# [Page extract]
══════

#### *Import the libraries*

In [1]:
import numpy as np
from sklearn import preprocessing

np.random.seed(42)# Set seed for reproducibility
#Setting np.random.seed(42) ensures that NumPy generates the same sequence of random numbers every time, making the results reproducible. 
#This is useful for debugging and consistency in experiments.

#the number inside np.random.seed(42) is like a password that makes sure you
#get the same random results every time you run the code.

#dataset_provider-'UDEMY'

raw_csv_data = np.loadtxt('BusinessCase_AudioBook.csv', delimiter=',') #delimiter=',' specifies that commas are used to separate the values in the CSV file
unscaled_inputs_all = raw_csv_data[:,1:-1]
targets_all = raw_csv_data[:,-1]

In [2]:
# When the data was collected it was actually arranged by date
# Shuffle the indices of the data, so the data is not arranged in any way when we feed it.
# Since we will be batching, we want the data to be as randomly spread out as possible

#The primary reason why shuffling after balancing yields better results is that it ensures a uniform and unbiased mix of data points, 
#reducing the risk of overfitting and improving the generalization capabilities of your model.

══════

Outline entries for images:
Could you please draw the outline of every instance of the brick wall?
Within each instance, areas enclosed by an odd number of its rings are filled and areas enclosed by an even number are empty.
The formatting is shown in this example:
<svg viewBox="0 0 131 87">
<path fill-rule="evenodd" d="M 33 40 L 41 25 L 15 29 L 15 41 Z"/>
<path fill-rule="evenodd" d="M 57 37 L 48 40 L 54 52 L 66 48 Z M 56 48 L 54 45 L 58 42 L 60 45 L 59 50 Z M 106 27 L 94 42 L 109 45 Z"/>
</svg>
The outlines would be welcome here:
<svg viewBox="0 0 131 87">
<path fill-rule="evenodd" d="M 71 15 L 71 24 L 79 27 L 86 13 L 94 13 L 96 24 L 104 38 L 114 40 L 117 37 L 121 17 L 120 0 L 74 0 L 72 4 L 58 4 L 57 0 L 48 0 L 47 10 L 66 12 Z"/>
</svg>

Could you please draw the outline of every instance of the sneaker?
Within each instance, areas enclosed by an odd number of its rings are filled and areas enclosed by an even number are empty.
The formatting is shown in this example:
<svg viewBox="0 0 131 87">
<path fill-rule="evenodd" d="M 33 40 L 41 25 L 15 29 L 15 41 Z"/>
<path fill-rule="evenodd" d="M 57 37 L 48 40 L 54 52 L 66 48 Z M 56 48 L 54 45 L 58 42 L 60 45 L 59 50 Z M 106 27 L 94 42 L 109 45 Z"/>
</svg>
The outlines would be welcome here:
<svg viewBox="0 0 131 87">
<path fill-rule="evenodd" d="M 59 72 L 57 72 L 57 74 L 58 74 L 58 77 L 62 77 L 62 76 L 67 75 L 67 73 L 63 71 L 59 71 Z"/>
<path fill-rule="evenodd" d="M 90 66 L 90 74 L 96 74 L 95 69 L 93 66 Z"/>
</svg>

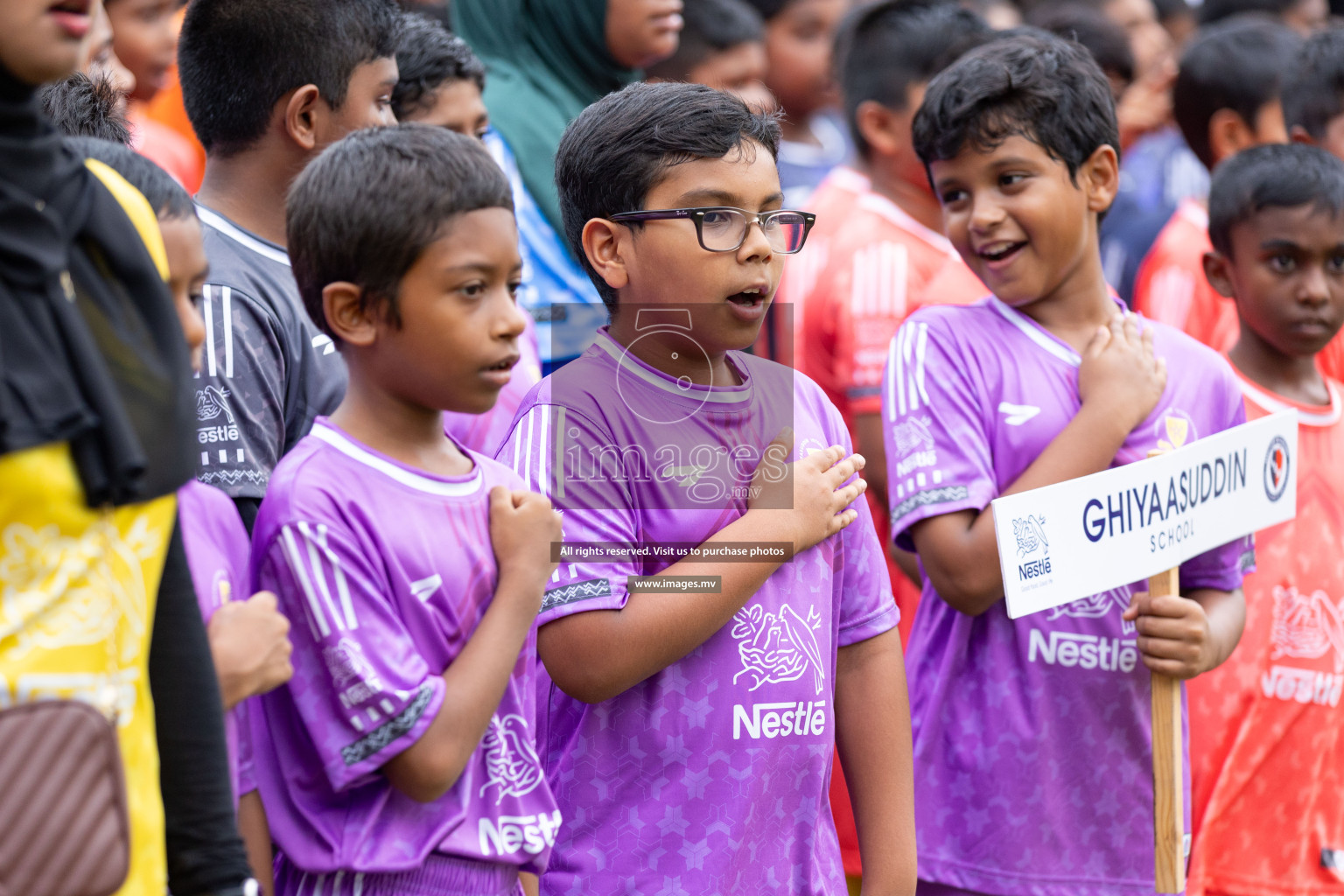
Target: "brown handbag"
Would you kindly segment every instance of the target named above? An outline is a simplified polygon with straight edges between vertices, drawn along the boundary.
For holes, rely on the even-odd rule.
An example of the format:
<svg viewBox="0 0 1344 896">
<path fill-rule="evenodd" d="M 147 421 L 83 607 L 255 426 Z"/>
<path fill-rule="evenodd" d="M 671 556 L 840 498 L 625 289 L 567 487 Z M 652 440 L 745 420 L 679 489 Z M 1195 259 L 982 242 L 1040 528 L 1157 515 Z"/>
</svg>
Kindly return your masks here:
<svg viewBox="0 0 1344 896">
<path fill-rule="evenodd" d="M 129 869 L 116 725 L 78 700 L 0 711 L 0 896 L 110 896 Z"/>
</svg>

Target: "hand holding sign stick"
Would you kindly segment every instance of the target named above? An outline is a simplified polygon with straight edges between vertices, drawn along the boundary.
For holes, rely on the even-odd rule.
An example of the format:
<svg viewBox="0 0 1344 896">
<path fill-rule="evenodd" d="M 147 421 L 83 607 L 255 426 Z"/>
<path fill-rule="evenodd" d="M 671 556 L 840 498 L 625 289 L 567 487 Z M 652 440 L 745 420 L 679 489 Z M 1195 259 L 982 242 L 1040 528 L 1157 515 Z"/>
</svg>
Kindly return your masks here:
<svg viewBox="0 0 1344 896">
<path fill-rule="evenodd" d="M 1216 665 L 1216 643 L 1192 639 L 1188 626 L 1171 638 L 1169 623 L 1183 627 L 1175 618 L 1180 614 L 1152 610 L 1172 596 L 1181 599 L 1179 568 L 1185 560 L 1296 516 L 1296 454 L 1297 412 L 1282 411 L 1176 453 L 996 498 L 1008 615 L 1016 619 L 1148 578 L 1149 596 L 1136 599 L 1126 618 L 1142 614 L 1145 639 L 1160 627 L 1167 633 L 1159 642 L 1200 642 L 1202 656 L 1177 660 L 1171 666 L 1176 674 L 1189 677 Z M 1153 662 L 1154 656 L 1145 660 Z M 1176 893 L 1185 876 L 1179 678 L 1154 672 L 1152 700 L 1154 877 L 1159 892 Z"/>
</svg>

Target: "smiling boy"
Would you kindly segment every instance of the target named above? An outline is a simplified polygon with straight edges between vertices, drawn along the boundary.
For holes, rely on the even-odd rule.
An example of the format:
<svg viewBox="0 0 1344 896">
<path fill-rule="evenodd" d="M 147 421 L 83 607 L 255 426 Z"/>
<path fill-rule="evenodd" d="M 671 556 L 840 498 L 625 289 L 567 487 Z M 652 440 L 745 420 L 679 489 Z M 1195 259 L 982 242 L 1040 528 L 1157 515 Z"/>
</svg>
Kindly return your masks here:
<svg viewBox="0 0 1344 896">
<path fill-rule="evenodd" d="M 1239 390 L 1106 286 L 1120 136 L 1079 44 L 972 51 L 930 82 L 914 142 L 993 293 L 915 312 L 884 380 L 888 469 L 909 470 L 888 482 L 891 531 L 925 572 L 909 643 L 921 892 L 1152 893 L 1148 670 L 1189 678 L 1231 653 L 1250 541 L 1183 564 L 1181 596 L 1125 586 L 1013 621 L 989 502 L 1235 426 Z M 1111 645 L 1110 661 L 1056 665 L 1039 647 L 1056 637 Z"/>
<path fill-rule="evenodd" d="M 741 351 L 810 220 L 781 210 L 778 140 L 737 97 L 664 83 L 594 103 L 560 144 L 566 232 L 612 325 L 499 457 L 563 512 L 567 549 L 624 553 L 562 557 L 542 604 L 539 740 L 566 814 L 543 893 L 843 892 L 835 744 L 866 892 L 913 892 L 899 613 L 864 461 L 814 383 Z"/>
</svg>

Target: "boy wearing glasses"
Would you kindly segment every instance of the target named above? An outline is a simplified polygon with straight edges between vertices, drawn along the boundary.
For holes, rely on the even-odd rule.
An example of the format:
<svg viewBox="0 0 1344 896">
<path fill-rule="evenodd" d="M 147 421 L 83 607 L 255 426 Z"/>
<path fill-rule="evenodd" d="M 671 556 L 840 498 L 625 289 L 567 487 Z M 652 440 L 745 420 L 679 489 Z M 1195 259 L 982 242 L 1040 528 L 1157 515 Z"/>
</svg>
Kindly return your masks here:
<svg viewBox="0 0 1344 896">
<path fill-rule="evenodd" d="M 836 893 L 837 744 L 864 884 L 914 892 L 899 613 L 835 406 L 743 353 L 812 216 L 780 129 L 634 85 L 560 141 L 564 230 L 612 313 L 499 453 L 562 510 L 538 740 L 564 814 L 543 893 Z"/>
</svg>

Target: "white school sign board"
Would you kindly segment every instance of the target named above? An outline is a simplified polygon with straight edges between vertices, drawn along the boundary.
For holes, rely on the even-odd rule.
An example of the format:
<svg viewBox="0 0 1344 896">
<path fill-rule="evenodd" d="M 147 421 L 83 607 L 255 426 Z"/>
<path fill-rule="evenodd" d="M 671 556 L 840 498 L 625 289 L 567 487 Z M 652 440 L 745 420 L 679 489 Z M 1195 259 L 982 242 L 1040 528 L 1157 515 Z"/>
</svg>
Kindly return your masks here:
<svg viewBox="0 0 1344 896">
<path fill-rule="evenodd" d="M 1297 514 L 1297 411 L 996 498 L 1013 619 L 1118 588 Z"/>
</svg>

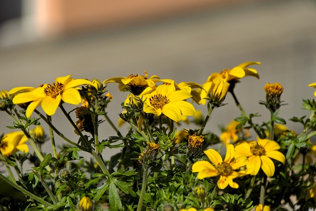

══════

# [Goal]
Please answer from the notebook excerpt: how was the data arranged when it was collected?

# [Result of this task]
It was arranged by date.